■ Required actions
**A.** Reproduce, word for word, the part of the furlough overpayment article starting with "Kay Ingram, director" and going on through "should also fall.".
**B.** Continue the furlough overpayment article from its last sentence, writing the next part.

■ Passage shown
___

‘I’m furloughed and I’ve been overpaid. Do I need to pay the money back?’
Under the Coronavirus Job Retention Scheme, employers can keep staff on the payroll even if they can’t work due to the pandemic and the government currently pays 80% of wages up to a monthly maximum of £2,500.
Since being introduced in March, furloughed workers may have seen mistakes on their payslips or even been notified by their employer that an error in pay or tax has occurred. YourMoney.com has seen examples of mistakes being made.
Kay Ingram, director of public policy at independent financial advisory group, LEBC, said the furlough scheme “presents a number of challenges for employers and their payroll”.
She said: “That is likely to become more complex once the scheme starts to change again from August with a gradual phasing down of the government grant and the ability of employees to be at work for some of the time while on furlough.”
Ingram added that most people on furlough would not be working elsewhere, so would expect to receive less pay than usual, so their tax liability should also fall.

___

■ Data listing
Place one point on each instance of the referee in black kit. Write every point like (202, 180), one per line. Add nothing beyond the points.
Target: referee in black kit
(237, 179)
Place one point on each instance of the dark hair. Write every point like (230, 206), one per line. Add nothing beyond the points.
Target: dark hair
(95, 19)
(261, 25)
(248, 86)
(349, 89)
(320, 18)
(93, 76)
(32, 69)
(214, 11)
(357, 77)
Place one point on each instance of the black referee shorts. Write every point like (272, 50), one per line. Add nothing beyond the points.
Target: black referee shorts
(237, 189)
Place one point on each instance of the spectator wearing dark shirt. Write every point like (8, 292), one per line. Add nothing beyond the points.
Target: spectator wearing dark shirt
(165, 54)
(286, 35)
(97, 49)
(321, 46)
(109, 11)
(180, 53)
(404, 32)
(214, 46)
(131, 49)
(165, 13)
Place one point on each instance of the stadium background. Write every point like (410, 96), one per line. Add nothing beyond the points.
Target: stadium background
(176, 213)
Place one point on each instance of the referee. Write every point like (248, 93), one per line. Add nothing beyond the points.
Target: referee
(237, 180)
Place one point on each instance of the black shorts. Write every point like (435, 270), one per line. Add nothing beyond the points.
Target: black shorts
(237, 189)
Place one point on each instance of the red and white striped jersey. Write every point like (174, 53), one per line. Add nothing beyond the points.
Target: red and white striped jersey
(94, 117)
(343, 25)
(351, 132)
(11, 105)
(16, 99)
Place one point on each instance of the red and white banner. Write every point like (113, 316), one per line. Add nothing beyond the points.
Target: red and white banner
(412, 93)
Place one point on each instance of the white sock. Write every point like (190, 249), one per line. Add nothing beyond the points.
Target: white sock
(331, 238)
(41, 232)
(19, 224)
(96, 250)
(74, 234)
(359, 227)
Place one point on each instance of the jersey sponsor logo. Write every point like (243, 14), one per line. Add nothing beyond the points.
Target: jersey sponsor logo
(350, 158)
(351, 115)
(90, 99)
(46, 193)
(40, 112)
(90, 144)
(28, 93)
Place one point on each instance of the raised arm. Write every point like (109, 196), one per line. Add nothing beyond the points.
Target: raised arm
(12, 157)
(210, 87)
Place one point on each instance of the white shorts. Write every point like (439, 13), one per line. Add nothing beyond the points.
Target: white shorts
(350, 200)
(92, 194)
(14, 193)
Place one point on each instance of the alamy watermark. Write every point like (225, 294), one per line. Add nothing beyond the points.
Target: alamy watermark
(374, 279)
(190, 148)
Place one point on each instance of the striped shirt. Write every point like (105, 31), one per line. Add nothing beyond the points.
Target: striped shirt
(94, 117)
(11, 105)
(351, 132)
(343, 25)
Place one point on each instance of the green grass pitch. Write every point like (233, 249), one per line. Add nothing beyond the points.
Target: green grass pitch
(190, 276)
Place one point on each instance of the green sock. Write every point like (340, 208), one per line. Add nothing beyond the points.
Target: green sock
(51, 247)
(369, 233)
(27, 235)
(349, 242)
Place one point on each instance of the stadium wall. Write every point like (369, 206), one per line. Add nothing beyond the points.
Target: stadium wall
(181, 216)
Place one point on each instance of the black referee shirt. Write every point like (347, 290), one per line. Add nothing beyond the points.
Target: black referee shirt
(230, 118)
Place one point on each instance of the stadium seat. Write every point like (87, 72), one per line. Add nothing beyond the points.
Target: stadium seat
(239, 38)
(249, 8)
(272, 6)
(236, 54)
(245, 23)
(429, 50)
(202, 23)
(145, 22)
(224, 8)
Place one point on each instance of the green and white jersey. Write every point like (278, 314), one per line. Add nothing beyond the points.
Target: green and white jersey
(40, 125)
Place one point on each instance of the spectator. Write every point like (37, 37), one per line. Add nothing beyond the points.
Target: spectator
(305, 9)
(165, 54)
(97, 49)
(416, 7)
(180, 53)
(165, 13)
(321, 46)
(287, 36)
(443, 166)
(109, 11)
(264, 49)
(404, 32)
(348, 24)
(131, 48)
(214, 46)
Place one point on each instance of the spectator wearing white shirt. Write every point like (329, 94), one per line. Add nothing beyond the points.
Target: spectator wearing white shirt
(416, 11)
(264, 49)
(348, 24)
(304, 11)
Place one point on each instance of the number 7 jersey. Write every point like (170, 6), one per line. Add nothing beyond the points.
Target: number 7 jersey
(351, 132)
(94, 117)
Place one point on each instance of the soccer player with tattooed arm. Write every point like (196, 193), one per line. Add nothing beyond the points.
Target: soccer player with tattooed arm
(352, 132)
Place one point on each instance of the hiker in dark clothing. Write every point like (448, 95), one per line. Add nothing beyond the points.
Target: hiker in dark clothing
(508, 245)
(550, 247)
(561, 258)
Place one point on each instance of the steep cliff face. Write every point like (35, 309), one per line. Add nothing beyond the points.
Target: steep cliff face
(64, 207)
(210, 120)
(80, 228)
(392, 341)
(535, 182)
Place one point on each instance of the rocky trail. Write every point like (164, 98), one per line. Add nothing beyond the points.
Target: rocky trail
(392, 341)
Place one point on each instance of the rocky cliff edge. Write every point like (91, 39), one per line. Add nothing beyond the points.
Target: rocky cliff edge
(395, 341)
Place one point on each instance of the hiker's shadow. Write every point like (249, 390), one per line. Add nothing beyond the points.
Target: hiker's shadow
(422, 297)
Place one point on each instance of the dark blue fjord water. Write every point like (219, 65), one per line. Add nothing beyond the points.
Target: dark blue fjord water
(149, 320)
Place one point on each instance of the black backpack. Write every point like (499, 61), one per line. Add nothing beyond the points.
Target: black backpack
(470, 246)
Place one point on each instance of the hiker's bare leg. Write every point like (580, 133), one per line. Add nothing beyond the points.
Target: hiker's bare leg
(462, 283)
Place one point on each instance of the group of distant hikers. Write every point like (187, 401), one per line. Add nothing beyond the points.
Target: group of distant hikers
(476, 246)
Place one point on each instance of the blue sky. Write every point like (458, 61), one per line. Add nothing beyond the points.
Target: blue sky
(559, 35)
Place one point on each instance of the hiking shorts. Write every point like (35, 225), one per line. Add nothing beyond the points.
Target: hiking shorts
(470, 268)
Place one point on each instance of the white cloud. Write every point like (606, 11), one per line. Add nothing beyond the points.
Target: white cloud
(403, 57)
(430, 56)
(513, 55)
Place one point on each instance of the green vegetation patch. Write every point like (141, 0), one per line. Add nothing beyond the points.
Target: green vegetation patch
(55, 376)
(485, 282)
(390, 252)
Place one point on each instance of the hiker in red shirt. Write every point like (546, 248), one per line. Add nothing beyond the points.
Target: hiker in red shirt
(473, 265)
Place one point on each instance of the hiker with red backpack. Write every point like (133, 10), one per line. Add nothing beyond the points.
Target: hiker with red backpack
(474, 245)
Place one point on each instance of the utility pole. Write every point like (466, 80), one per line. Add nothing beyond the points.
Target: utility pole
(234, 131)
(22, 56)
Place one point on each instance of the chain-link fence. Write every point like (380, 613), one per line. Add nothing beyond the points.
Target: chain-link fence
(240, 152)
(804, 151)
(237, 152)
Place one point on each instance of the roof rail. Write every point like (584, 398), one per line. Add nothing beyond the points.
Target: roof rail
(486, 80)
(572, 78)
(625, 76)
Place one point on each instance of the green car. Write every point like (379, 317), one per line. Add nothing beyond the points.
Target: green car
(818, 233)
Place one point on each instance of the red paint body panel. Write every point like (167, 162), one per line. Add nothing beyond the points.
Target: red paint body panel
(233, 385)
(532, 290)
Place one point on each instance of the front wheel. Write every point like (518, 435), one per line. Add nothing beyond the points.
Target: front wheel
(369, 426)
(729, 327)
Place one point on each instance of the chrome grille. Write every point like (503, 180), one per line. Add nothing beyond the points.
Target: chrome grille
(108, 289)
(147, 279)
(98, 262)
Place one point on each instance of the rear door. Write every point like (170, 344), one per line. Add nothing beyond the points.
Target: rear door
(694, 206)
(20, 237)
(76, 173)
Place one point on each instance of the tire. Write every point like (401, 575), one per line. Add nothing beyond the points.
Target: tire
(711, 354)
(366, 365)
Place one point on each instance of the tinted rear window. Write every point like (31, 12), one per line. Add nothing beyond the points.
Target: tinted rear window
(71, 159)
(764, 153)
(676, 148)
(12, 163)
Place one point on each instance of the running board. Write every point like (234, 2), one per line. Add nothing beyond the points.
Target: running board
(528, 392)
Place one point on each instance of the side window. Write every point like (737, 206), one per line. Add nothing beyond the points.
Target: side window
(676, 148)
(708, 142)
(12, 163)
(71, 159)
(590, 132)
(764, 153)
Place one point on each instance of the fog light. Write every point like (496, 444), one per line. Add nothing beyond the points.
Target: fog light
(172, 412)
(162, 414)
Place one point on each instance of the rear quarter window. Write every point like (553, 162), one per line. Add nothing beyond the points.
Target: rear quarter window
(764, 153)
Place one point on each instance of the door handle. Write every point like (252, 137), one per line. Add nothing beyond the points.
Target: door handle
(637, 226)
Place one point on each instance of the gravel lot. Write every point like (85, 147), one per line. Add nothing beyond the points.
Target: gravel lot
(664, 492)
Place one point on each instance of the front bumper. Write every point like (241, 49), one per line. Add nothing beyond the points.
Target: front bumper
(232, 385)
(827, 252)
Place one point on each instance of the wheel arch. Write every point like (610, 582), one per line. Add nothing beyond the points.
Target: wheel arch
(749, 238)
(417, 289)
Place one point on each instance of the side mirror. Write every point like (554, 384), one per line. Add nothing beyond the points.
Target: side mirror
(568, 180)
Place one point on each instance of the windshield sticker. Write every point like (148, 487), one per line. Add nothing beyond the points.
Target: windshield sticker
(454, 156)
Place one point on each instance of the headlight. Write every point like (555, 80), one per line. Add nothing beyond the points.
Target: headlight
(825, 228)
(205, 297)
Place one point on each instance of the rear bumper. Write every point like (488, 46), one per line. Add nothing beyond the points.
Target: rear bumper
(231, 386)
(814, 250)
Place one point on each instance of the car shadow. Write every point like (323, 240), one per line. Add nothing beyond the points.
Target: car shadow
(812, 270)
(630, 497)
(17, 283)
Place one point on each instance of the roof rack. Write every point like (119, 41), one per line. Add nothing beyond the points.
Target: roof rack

___

■ Expected outputs
**A.**
Kay Ingram, director of public policy at independent financial advisory group, LEBC, said the furlough scheme “presents a number of challenges for employers and their payroll”.
She said: “That is likely to become more complex once the scheme starts to change again from August with a gradual phasing down of the government grant and the ability of employees to be at work for some of the time while on furlough.”
Ingram added that most people on furlough would not be working elsewhere, so would expect to receive less pay than usual, so their tax liability should also fall.

**B.**
“As an example, someone who is normally paid £2,000 per month gross, should see their furlough pay fall to £1,600 per month (assuming the employer isn’t topping up the amount).
“But if the employer has overpaid the member of staff by not adjusting the pay correctly, the employer will claw back the overpayment,” Ingram said.
She advised furloughed workers to query the figure with their payroll in the first instance.
Recovery of overpayments
If an overpayment has been made, Matthew Brown, Chartered Institute of Taxation’s technical officer, said the employer “needs to consider the employee’s employment contract and employment rights”.
Brown said: “Normally an employer can recover overpayments of earnings from employees via deduction from future salary payments so long as this is agreed in advance with the employee.”
He added that where an overpayment of salary leads to an overpayment of the CJRS grant being received, the employer must notify HMRC of this error.
Brown said there’s also the question of whether the correct tax deductions have been made.
“If the right amount of gross furlough pay was paid then the right amount of tax, employee’s NICs, student loan deductions, auto-enrolment pension contributions etc will have been deducted, unless the PAYE tax code or NIC identifier was incorrect.
“If the tax code was incorrect, the employee has to ask HMRC to amend the code – the employer cannot unilaterally change a tax code issued by HMRC, they must wait for HMRC to notify the new (correct) tax code. Once the correct code is operating, any over or under deduction of tax will be corrected via deductions from future wage payments.”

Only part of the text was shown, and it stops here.